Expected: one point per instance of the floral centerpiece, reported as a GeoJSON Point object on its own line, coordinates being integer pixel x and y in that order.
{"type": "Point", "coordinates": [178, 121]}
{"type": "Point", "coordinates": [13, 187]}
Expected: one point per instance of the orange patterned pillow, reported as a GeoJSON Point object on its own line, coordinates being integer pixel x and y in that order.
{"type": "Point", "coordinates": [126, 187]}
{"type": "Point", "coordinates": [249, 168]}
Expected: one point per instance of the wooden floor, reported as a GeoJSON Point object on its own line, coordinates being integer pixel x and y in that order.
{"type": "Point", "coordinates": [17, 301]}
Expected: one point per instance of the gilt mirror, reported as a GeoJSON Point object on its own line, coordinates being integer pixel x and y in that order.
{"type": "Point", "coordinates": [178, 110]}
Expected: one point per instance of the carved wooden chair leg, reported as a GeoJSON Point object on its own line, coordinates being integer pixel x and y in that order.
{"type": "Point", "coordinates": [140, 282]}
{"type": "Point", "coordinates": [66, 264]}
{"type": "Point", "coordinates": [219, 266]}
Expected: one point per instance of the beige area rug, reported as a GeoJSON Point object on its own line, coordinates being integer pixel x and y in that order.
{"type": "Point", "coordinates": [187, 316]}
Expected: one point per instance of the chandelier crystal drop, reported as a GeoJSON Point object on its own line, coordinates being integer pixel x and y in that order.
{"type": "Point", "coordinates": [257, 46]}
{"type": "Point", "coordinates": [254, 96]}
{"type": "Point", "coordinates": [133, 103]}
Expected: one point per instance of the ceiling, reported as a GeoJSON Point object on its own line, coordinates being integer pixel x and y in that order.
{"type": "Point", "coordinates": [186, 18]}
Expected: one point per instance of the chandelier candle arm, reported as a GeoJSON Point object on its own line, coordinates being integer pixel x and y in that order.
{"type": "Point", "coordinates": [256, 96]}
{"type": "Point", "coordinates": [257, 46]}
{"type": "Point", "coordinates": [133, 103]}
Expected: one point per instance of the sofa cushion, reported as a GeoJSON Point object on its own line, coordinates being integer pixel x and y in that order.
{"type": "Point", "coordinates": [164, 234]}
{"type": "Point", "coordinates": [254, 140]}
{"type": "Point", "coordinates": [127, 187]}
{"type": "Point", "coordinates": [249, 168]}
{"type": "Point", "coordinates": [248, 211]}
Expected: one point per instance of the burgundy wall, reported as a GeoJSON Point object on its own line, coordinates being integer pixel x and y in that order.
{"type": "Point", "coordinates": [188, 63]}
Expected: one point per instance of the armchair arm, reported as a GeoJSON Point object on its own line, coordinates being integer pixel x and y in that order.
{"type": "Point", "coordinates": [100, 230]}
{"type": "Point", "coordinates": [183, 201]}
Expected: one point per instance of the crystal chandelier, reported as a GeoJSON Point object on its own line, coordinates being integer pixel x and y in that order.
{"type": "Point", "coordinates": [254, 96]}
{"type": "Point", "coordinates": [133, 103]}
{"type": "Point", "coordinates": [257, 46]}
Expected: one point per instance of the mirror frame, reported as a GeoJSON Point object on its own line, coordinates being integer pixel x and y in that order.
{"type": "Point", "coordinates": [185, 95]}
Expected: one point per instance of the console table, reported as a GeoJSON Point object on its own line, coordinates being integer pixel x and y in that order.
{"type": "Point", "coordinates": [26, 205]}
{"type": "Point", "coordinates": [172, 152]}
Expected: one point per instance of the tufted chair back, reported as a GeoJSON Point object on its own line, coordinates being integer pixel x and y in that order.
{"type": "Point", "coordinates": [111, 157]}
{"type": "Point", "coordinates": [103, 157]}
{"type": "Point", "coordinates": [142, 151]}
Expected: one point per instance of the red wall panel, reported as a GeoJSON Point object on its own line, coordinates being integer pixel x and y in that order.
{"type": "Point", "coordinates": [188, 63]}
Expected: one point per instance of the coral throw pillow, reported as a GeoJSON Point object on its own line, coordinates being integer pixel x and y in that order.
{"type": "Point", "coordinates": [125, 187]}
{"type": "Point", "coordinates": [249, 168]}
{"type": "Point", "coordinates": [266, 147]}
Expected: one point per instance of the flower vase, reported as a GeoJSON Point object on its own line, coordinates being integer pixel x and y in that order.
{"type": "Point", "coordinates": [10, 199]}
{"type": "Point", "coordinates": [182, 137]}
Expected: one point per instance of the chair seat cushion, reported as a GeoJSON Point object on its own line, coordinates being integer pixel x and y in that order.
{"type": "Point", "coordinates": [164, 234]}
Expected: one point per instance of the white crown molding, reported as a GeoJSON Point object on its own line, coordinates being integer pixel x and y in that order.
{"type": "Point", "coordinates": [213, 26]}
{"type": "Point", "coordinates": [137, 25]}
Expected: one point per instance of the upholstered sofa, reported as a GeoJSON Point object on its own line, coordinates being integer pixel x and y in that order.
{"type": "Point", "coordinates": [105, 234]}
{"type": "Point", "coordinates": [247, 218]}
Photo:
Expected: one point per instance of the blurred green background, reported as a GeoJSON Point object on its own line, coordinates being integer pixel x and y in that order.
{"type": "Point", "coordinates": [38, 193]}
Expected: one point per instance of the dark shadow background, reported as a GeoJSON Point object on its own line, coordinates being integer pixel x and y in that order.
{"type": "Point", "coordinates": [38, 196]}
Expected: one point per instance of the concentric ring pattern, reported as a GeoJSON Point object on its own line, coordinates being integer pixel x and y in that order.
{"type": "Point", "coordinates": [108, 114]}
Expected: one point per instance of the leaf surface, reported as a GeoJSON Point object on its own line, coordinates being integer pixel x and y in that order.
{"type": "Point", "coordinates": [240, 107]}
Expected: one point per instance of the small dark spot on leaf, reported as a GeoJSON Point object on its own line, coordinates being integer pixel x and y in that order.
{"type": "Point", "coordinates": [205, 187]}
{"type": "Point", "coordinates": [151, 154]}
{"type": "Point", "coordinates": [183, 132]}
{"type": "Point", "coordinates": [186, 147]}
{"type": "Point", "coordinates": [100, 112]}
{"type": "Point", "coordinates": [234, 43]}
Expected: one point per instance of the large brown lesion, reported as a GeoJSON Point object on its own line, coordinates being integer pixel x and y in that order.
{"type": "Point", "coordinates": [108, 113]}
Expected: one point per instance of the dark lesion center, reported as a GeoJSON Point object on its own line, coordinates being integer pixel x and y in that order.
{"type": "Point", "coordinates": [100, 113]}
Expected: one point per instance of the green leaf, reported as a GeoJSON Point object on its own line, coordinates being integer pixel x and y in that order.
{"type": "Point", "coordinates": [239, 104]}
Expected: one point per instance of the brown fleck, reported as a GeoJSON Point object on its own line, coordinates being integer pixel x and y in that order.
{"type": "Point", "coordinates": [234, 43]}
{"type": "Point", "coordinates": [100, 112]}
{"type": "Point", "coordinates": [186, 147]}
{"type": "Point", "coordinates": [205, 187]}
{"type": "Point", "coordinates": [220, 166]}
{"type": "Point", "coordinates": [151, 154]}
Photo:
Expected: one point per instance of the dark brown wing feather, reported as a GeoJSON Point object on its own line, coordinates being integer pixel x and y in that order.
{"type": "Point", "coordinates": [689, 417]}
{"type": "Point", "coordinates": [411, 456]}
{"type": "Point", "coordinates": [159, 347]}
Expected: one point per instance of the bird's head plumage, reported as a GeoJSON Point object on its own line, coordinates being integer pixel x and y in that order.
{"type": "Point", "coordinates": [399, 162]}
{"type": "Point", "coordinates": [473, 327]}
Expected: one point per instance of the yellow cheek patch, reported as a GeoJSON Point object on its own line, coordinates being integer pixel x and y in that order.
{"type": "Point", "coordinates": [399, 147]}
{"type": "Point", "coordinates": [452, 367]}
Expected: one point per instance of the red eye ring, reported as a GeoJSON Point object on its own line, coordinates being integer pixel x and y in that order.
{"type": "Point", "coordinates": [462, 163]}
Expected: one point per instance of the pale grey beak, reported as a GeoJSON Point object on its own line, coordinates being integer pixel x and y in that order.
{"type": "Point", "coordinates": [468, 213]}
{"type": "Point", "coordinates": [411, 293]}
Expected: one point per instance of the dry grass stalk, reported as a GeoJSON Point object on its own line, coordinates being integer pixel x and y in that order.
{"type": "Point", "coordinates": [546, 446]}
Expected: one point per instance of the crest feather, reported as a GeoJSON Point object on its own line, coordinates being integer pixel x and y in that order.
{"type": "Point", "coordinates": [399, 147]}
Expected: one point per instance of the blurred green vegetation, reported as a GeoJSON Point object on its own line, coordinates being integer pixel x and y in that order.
::::
■ AIM OF THE EXERCISE
The answer must be the line containing "Expected: one point per instance of the dry" and every line after it to the end of the data, each set down exactly.

■ EXPECTED ANSWER
Expected: one point per instance of the dry grass stalk, reported as a GeoJSON Point object on its own line, coordinates being integer pixel x and y in that order.
{"type": "Point", "coordinates": [546, 446]}
Expected: one point per instance of the crest feather, reported as a GeoJSON Point object on its own line, coordinates being integer pixel x and y in that order.
{"type": "Point", "coordinates": [399, 147]}
Expected: one point per instance of the blurred green vegetation, reported as a GeoJSON Point object on its own line, coordinates being integer pixel x and y in that order.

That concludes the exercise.